▶ **Exercises to complete**:
**A.** Answer these questions about the baseball article on Michael Pineda:
(i) What was the final score of Saturday's game, and which team won?
(ii) Which player did the Yankees trade to the Seattle Mariners to get Pineda?
(iii) On what date did Pineda last win a major league game?
**B.** Extend the baseball article on Michael Pineda from its last sentence.

▶ **Text for analysis**:
========================
Pineda only bright spot in Yanks' loss

TORONTO -- Let us assume, just for the moment, that eventually, the Yankees will hit a baseball out of a ballpark, and that $438 million of Hal Steinbrenner's money will eventually buy them a timely hit, and that the presence of a knuckleballer on the mound for the Blue Jays is the primary reason why the Yankees' offense looked so 2013 even though we are five games into the 2014 season.

Taking all those assumptions as fact, then there was one very big, very positive thing that came out of the Yankees' 4-0 loss to the Blue Jays at the Rogers Centre on Saturday: Michael Pineda.

In his first bona fide big league game in more than 2 ½ years, Pineda looked a lot like the pitcher the Yankees thought they were getting from the Seattle Mariners when they parted -- reluctantly at the time, gleefully now -- with Jesus Montero, the crown jewel of their farm system, in 2012.

And even though, officially, Pineda has still not won a major league game since July 30, 2011 -- a whopping 33 months -- he can chalk this one up as a moral victory even if his team's impotence at the plate robbed him of an actual one.
========================
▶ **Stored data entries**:
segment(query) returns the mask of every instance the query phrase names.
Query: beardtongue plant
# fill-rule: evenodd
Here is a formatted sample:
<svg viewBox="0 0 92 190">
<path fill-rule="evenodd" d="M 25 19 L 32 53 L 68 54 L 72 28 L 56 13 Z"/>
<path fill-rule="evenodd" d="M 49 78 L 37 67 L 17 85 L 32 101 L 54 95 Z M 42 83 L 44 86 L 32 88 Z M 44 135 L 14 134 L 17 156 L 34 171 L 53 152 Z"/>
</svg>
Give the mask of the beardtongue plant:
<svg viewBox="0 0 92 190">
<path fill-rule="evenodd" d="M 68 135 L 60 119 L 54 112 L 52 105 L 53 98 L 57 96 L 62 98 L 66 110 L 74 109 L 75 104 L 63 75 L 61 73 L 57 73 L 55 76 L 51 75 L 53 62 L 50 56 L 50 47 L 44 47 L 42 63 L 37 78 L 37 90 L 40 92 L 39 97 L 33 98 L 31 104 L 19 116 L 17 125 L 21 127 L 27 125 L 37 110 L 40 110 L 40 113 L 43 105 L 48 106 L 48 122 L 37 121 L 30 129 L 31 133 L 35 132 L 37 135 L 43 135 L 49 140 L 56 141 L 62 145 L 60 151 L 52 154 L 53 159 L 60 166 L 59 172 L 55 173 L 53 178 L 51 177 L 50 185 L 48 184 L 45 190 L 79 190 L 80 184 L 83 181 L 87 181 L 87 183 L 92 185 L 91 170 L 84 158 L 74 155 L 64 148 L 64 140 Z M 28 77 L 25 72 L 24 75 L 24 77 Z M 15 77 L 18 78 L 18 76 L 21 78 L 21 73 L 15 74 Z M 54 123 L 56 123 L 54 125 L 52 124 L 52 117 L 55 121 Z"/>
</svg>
========================
▶ **Exercise answers**:
**A.**
(i) The Blue Jays won 4-0.
(ii) Jesus Montero.
(iii) July 30, 2011.

**B.**
Pineda, who snuck into the final slot in the Yankees' starting staff on the strength of an exceptional spring, has now posted the best outing of any of their starters the first time through the rotation. Pineda went six innings, allowing just five hits and one run, striking out five and walking none.

But the number that might mean the most of all was the one that flashed on the scoreboard a half-dozen times in his 83 pitch-day: 95, as in the speed of his fastball. Even for those who maintain velocity is a meaningless statistic, that is an indication that Pineda, who had major surgery after tearing the labrum in his pitching shoulder during his first spring with the Yankees, is either back to where he was before the injury or very close to it.

"Well, he's worked really hard," Joe Girardi said. "We weren't sure where it was going to be. I can't tell you I believed it was going to be 95. I'm sure it means a lot because of all the work he's put in over the past two years."

What it also means is that right now, the two best-looking Yankees starters are the two at the back end of their rotation. After Masahiro Tanaka's gutsy performance in victory Friday night and Pineda's encouraging outing in defeat Saturday, all the Yankees need to do is get their nominal 1-2, CC Sabathia and Hiroki Kuroda, back on line and they should be able to overcome even an offense as feeble as the one they mounted against R.A. Dickey.

Pineda retired 13 of the last 14 hitters he faced and ran into real trouble only once, when Adam Lind's double leading off the second turned into the game-winning run when Josh Thole singled him home two batters later. Otherwise, he matched Dickey pitch for pitch, and only fell short of his goal -- to return to the ranks of winning major league pitchers -- because the Yankees' lineup could manage only five hits of its own, stranded 10 baserunners and hit a miserable .100 (1-for-10) with runners in scoring position.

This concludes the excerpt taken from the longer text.